- **Stored rows**
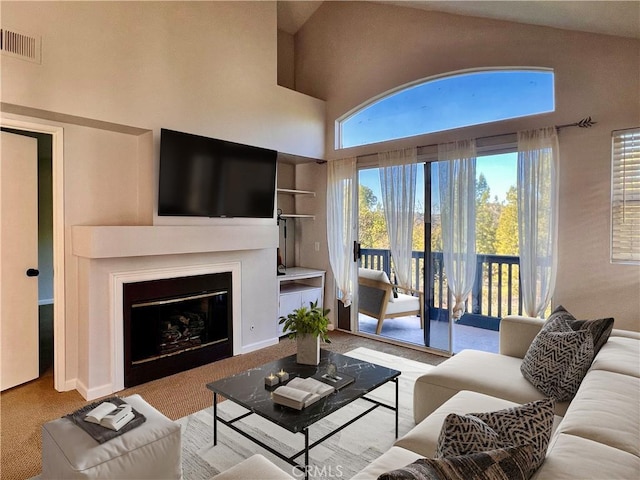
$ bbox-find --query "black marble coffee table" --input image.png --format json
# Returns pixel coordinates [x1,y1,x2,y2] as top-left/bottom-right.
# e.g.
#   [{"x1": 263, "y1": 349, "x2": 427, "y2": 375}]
[{"x1": 207, "y1": 350, "x2": 400, "y2": 478}]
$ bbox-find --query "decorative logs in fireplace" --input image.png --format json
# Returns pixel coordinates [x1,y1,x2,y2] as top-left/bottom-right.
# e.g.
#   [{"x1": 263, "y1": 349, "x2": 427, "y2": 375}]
[{"x1": 123, "y1": 272, "x2": 233, "y2": 387}]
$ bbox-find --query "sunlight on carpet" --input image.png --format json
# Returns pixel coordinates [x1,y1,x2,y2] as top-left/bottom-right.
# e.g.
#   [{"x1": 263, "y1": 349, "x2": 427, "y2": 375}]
[{"x1": 177, "y1": 347, "x2": 433, "y2": 480}]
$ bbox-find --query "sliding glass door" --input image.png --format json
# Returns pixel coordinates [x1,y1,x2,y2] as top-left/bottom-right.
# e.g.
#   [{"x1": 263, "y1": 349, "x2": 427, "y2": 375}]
[{"x1": 354, "y1": 153, "x2": 521, "y2": 353}]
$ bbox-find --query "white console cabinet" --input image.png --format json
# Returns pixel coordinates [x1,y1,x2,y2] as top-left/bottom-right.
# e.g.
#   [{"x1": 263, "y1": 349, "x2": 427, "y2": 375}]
[{"x1": 276, "y1": 267, "x2": 325, "y2": 336}]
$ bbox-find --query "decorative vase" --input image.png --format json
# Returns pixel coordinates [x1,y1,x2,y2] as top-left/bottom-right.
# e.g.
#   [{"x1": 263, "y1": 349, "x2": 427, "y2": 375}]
[{"x1": 296, "y1": 333, "x2": 320, "y2": 365}]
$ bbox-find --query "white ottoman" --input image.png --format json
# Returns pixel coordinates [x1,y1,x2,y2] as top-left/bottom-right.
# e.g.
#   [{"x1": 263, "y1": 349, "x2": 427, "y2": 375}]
[
  {"x1": 41, "y1": 395, "x2": 182, "y2": 479},
  {"x1": 211, "y1": 453, "x2": 296, "y2": 480}
]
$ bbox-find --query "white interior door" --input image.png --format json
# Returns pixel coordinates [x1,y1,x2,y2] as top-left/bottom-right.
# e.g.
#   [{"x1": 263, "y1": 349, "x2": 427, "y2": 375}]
[{"x1": 0, "y1": 132, "x2": 39, "y2": 390}]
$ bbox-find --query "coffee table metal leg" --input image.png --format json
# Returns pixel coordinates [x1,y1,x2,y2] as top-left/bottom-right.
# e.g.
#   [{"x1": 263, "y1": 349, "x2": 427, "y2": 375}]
[
  {"x1": 304, "y1": 428, "x2": 309, "y2": 480},
  {"x1": 213, "y1": 392, "x2": 219, "y2": 447},
  {"x1": 393, "y1": 378, "x2": 400, "y2": 438}
]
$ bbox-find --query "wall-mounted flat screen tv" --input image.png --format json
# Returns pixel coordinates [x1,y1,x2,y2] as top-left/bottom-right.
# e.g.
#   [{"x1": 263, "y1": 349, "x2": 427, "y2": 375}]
[{"x1": 158, "y1": 128, "x2": 277, "y2": 218}]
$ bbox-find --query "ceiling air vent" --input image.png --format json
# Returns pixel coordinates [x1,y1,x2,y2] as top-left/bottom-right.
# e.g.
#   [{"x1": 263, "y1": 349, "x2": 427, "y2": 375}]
[{"x1": 0, "y1": 28, "x2": 41, "y2": 63}]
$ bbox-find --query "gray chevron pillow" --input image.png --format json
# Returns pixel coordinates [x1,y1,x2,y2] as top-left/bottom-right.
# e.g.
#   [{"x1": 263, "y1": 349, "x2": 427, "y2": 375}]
[
  {"x1": 520, "y1": 326, "x2": 594, "y2": 402},
  {"x1": 542, "y1": 305, "x2": 613, "y2": 357},
  {"x1": 378, "y1": 445, "x2": 532, "y2": 480},
  {"x1": 436, "y1": 398, "x2": 554, "y2": 474}
]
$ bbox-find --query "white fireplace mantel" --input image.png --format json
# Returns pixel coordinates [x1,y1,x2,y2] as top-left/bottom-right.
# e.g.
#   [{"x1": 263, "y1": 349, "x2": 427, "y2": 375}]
[
  {"x1": 71, "y1": 220, "x2": 278, "y2": 400},
  {"x1": 71, "y1": 224, "x2": 278, "y2": 258}
]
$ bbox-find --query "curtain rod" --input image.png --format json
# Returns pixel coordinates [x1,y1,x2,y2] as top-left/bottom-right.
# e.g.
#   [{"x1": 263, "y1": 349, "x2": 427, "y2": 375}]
[{"x1": 356, "y1": 116, "x2": 598, "y2": 160}]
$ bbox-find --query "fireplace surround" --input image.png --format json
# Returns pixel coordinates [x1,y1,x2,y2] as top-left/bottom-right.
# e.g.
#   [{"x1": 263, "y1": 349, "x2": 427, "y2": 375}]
[
  {"x1": 72, "y1": 225, "x2": 278, "y2": 400},
  {"x1": 122, "y1": 272, "x2": 233, "y2": 387}
]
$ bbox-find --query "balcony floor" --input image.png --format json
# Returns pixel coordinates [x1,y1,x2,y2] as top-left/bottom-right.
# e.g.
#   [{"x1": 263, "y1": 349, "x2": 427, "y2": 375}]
[{"x1": 358, "y1": 313, "x2": 498, "y2": 353}]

- **Aim**
Pull out each line of the records that contains the word "decorative" and copy it.

- **Full answer**
$ bbox-find --query "decorative logs in fireplace" --input image.png --format json
$ bbox-find --query "decorative vase" --input image.png --format json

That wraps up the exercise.